▸ EXERCISE DETAILS
Continue the post about Spunky the cartoon donkey, picking up right after its final sentence.

▸ QUOTED PASSAGE
Spunky also appeared in three short non-speaking cameos in the Casper cartoon Ghost of Honor (7/19/57), the first time painted on an animation cel!

The curtain closed on the doughty donkey with Okey Dokey Donkey (5/16/58), directed by Al Eugster, who also animated. Poor Spunky is animated in a jerky style heavily reminiscent of UPA animation, with thick black lines around his body, and the design of Marilyn, his carousel horse date, consists of contrasting graphic lines. The background art of John Zago also represents UPA’s influence. The cartoon’s carelessness shows when Spunky and Marilyn address each other by name, absent a scene in which they initially learn them. Gilbert Mack gives Spunky a human voice for this finale.

Spunky was a better character on his own, and, regrettably, Paramount did not give him more team-ups with the Harveytoon cast of stars besides Casper. Still, with a twenty-one-year career at two different studios, Spunky can’t kick!

13 Comments

  • “Many animals became animated stars, but no donkey ever entered their ranks.”
    What about “Donkey” from the “Shrek” franchise?

  • There’s nothing like an Academy Award, or at least a nomination, for turning one-off cartoon characters into stars of a series. At Disney, the Three Little Pigs, the Three Orphan Kittens, and the Tortoise and the Hare all won Oscars, and they were all given sequels. Over at UPA, Gerald McBoing Boing won an Oscar, and he got three sequels and a TV show. Does anyone believe there’d be as many Pepe Le Pew or Speedy Gonzalez cartoons as there are if the early ones hadn’t won Oscars? Since Academy Award nominations were rare for the Fleischer studio, and wins were unknown, I suppose Max and Dave felt they should make the most of whatever honours came their way. That’s why we have three Popeye two-reelers, seventeen Supermans, and a whopping seven Hunky and Spunky cartoons.

▸ INFORMATION PROVIDED
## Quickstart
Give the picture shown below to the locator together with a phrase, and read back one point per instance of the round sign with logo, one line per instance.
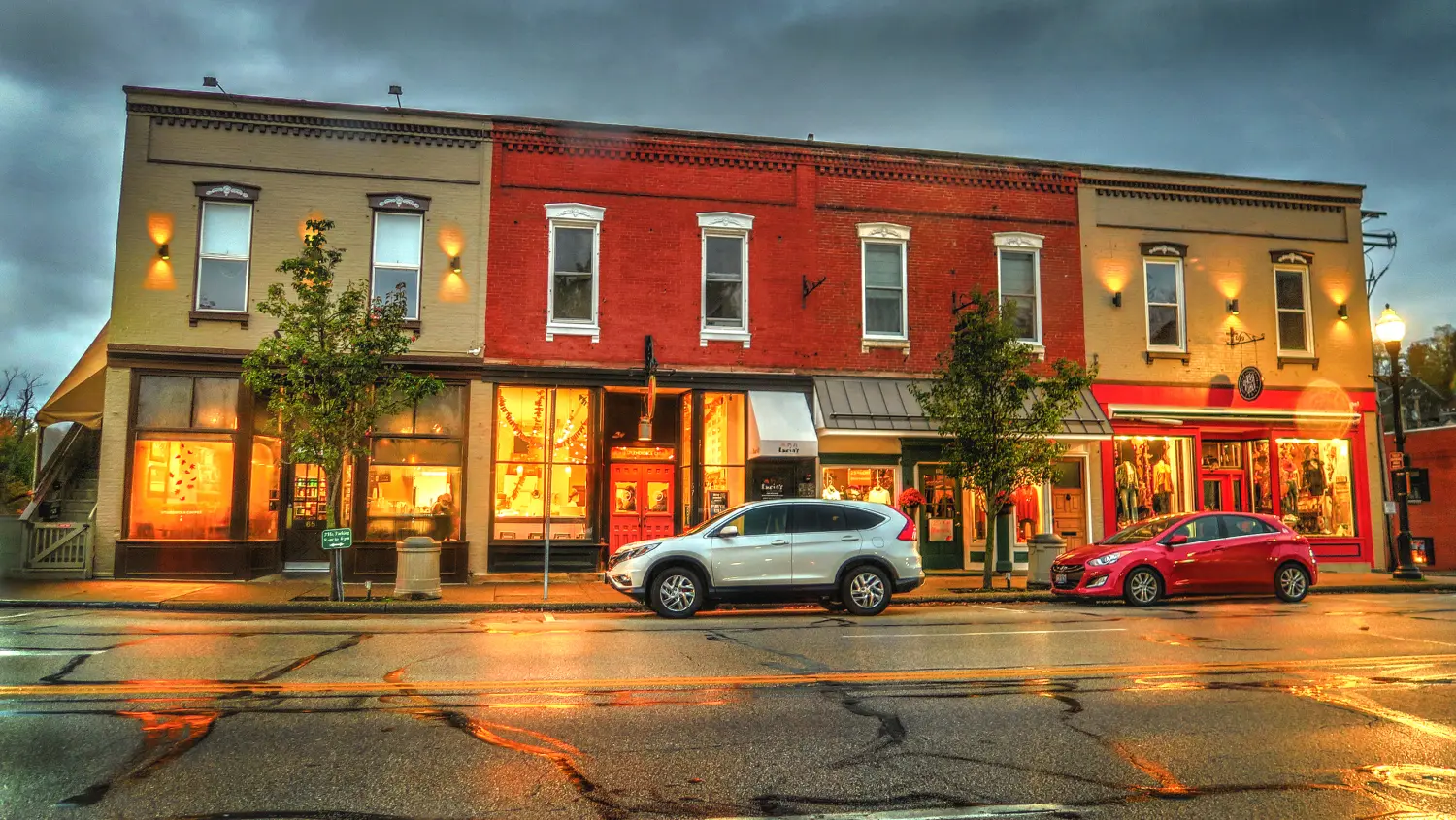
(1251, 383)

▸ ANSWER TO THIS PROBLEM
    One wonders what the Academy saw in “Hunky and Spunky” that inspired them to put it in the same favoured class with “Ferdinand the Bull”, “The Brave Little Tailor”, and “Mother Goose Goes Hollywood”. If any Color Classic of 1938 deserved to be nominated for an Academy Award, it was “All’s Fair at the Fair”. If it had been, we might then have had a whole series of cartoons starring rubes Elmer and Miranda and their horse Dog Biscuit, instead of those two infernally braying macrocephalic perissodactyls. History shows that the cartoons honoured by the Academy are only rarely the best ones of the year.

    I guess Eeyore and the donkey in the Shrek movies don’t count as animated stars, since they’re supporting characters, even though they’re far more popular than Hunky and Spunky ever were. Baba Looey was a sidekick, not a star. Then there was old Doc Donkey, who starred in a couple of MGM cartoons during the war years, but he never really caught on.

    Good riddance, Hunky and Spunky. Hit the road, you silly asses, and keep a-goin’.

    • “History shows that the cartoons honoured by the Academy are only rarely the best ones of the year.”

      Amen to that. Even beyond Hunky and Spunky, as well as Disney hogging the Oscar wins in the 1930s, if these awards actually celebrated the ‘best of the best’, Tom and Jerry wouldn’t have won as many times as they did from 1943 to 1952 considering Tex Avery’s presence at the same studio (let alone what WB was putting out those years beyond Tweety and Pepe).

      • Geez, I happen to like those award winners.

    • Paul, thanks for defending my choice of H&S as the only “star” donkeys. I am willing to concede to the other posters and revise my opening statement to “…very FEW donkeys.” However, my only point of contention is that I consider Eeyore a literary character who was not created in any animation studio and was a “star” through adaptation only.

  • One oddity, of course, is that mules (the product of a mating between a female horse and a male donkey) can’t breed — they’re sterile. Which does make you think that they’re donkeys.

    • Just to be clear, the fact that mules are sterile doesn’t mean they abstain from sex. Unless they’re gelded, they’ll get up to just as much hunky-punky as their purebred cousins.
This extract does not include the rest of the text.